WHAT NEEDS TO BE DONE = Rewrite the entries below, substituting "Place" for each occurrence of "Put down" and keeping every other character unchanged.

PROVIDED RECORDS =
====================

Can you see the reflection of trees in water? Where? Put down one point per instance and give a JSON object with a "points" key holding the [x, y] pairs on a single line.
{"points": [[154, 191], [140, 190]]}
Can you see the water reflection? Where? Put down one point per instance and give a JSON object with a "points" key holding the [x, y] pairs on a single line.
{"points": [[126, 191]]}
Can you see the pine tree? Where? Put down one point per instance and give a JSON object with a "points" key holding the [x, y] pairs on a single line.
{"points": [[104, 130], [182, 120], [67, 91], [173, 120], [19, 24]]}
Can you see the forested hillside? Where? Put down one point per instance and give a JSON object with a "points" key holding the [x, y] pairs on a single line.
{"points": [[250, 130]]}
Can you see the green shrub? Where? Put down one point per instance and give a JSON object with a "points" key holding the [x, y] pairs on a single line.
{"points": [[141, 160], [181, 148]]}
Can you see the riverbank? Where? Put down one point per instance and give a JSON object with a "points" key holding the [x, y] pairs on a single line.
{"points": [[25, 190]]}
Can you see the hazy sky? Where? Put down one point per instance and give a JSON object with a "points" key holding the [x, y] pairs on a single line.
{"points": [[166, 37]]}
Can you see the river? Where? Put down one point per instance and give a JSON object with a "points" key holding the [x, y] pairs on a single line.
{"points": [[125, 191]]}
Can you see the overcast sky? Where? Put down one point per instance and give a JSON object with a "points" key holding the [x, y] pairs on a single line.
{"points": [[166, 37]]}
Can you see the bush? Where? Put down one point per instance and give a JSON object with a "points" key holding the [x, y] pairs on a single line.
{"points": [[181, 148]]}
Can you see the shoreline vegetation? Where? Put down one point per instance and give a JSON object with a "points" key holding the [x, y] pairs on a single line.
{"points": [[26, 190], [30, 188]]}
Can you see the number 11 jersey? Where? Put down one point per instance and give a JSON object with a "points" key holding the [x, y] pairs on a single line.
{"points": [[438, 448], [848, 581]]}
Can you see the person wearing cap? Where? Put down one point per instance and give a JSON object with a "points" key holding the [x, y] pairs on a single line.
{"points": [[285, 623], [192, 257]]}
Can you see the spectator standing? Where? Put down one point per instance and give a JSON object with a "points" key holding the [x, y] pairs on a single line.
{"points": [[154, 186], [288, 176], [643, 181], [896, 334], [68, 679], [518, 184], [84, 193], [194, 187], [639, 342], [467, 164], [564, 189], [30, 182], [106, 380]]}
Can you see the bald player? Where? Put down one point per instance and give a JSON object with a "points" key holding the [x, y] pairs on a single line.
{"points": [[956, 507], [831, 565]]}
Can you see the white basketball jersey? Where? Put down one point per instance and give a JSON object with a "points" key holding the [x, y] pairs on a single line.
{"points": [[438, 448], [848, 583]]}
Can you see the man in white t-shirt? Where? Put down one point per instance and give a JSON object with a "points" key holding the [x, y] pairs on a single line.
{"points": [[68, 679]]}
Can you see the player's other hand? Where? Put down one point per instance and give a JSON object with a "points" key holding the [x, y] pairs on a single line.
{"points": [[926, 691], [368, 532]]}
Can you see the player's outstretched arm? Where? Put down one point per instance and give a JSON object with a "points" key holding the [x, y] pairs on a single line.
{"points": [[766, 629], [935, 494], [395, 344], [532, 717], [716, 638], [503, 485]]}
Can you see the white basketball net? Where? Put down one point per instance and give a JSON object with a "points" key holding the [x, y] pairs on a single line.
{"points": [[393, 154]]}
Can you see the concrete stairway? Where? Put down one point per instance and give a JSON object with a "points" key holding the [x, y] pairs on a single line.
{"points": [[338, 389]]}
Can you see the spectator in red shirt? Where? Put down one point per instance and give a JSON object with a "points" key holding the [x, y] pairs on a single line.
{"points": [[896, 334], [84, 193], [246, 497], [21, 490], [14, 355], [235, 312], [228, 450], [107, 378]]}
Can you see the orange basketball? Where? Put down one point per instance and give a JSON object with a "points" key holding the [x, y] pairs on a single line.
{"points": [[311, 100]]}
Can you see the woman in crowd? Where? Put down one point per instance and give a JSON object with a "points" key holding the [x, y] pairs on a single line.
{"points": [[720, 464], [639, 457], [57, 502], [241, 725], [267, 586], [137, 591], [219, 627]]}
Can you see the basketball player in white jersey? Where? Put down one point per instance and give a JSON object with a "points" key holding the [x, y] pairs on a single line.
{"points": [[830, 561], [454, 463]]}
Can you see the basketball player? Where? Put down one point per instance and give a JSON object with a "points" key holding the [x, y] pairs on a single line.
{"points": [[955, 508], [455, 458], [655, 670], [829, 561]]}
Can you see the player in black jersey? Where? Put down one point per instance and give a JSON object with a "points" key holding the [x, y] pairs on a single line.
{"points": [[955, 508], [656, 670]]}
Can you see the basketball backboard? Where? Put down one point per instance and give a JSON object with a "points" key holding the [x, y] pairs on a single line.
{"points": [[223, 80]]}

====================

SOLVED PROBLEM =
Can you see the reflection of trees in water? Where? Place one point per instance and give a JSON object with a "points" key holding the [x, y] pairs on a single line.
{"points": [[154, 191], [140, 190]]}
Can you see the water reflection? Where? Place one point per instance and give a JSON object with a "points" key holding the [x, y] pairs on a single line.
{"points": [[126, 191]]}
Can you see the pine tree? Where? Place one point per instance and give a JSON object with a "points" key holding the [x, y] pairs on a single line.
{"points": [[104, 130], [182, 120], [67, 91], [173, 120], [19, 24]]}
Can you see the forested hillside? Where? Place one point per instance and give a JSON object with a "points" key holding the [x, y] pairs on a single line.
{"points": [[250, 130]]}
Can you see the green shrub? Where? Place one point per instance and give a JSON object with a "points" key holding the [x, y] pairs on a single line.
{"points": [[141, 160], [181, 148]]}
Can you see the riverbank? Where? Place one point per instance and give a JSON object with a "points" key holding the [x, y] pairs on a single line.
{"points": [[25, 190]]}
Can you see the hazy sky? Where? Place one point per instance and give a JSON object with a "points" key holding the [x, y] pairs on a single line.
{"points": [[166, 37]]}
Can you see the river? Where? Place one point per instance and give a JSON object with a "points" key holding the [x, y] pairs on a single line.
{"points": [[125, 191]]}
Can you see the overcast sky? Where? Place one point per instance and give a JSON object with a "points" key holding the [x, y] pairs on a single line.
{"points": [[166, 37]]}
Can you see the bush? Where? Place one point per instance and give a JSON object with a "points" key holding the [x, y] pairs on a single line.
{"points": [[181, 148]]}
Can you see the shoreline vegetation? Where? Place one point per instance and give a JSON object with a "points" key holding the [x, y] pairs on a single line.
{"points": [[26, 190], [30, 188]]}
Can you see the number 11 jersey? Where? Place one point per instance and give a JSON object with a "points" key holding the [x, y] pairs on a single line.
{"points": [[438, 448], [848, 581]]}
Can you see the person wearing cap? Where? Place one point per instance and give a JSON object with a "points" key holding the [x, y] pairs on a single line.
{"points": [[285, 623], [192, 257]]}
Can you see the spectator standing? Where? Place one point per instance and give a JSON object with a "points" key holding the [x, y] pairs on a single line.
{"points": [[154, 186], [288, 176], [643, 181], [896, 334], [68, 679], [518, 184], [84, 193], [194, 187], [639, 342], [467, 164], [564, 189], [30, 182], [106, 380]]}
Can you see the bald player? Where? Place one point per instance and give a JSON object with a "points" key holding the [x, y] pairs on a single line.
{"points": [[956, 507], [831, 565]]}
Can you see the white basketball jersey? Where? Place one point per instance and give a JSON object with a "points" key holding the [x, y] pairs on a single line.
{"points": [[438, 448], [848, 583]]}
Can you see the man in white t-shirt? Where? Place one point per instance and give a JSON object with a "points" key holding the [x, y] pairs on a single line.
{"points": [[68, 679]]}
Can you see the player's other hand? Where? Place one point per instance and give a JSON object with a "points" key holding the [x, y] pairs on a single line.
{"points": [[926, 691], [368, 532]]}
Can you see the player's outstretched arm? Where? Place one point per instance and give a JSON object with a "points" key holding the [x, y] pairs on a single line.
{"points": [[766, 629], [935, 494], [395, 344], [532, 717], [716, 638], [503, 485]]}
Can you see the white basketball net? Where? Place one point per instance and give a JSON object with a "points" key holding the [x, y] pairs on a single line.
{"points": [[393, 154]]}
Can you see the concrete stairway? Where? Place one point per instance and give a JSON object with a "points" key holding the [x, y] pairs on a single line.
{"points": [[338, 389]]}
Can you see the spectator in red shirt? Where? Place one point per instance and give a JSON object with a "points" key holding the [x, y] pairs on a single line.
{"points": [[896, 334], [84, 193], [246, 497], [21, 490], [14, 355], [235, 312], [228, 450], [107, 378]]}
Can you see the orange basketball? Where? Place one point per instance and give a JSON object with a "points" key holding the [x, y] pairs on a single line.
{"points": [[311, 100]]}
Can you see the woman in crowd? Where? Place one point per instance and give a JSON object with a "points" key holding the [x, y] pairs on a single line.
{"points": [[720, 464], [639, 457], [57, 502], [241, 725], [267, 586], [137, 591], [219, 627]]}
Can you see the basketball player in white jersey? Where? Place one point per instance and give a JSON object with a "points" key holding the [x, y] pairs on a single line.
{"points": [[830, 561], [454, 463]]}
Can you see the basketball player? Where? Place one point per instance and give a JSON object with a "points" key holding the [x, y] pairs on a single line.
{"points": [[955, 508], [455, 458], [655, 670], [829, 561]]}
Can you see the player in black jersey? Where? Place one point per instance and give a JSON object with a "points" key holding the [x, y] pairs on a single line.
{"points": [[955, 508], [656, 670]]}
Can you see the basketball backboard? Where? Place one point per instance and give a JSON object with a "points" key holding the [x, y] pairs on a single line.
{"points": [[223, 80]]}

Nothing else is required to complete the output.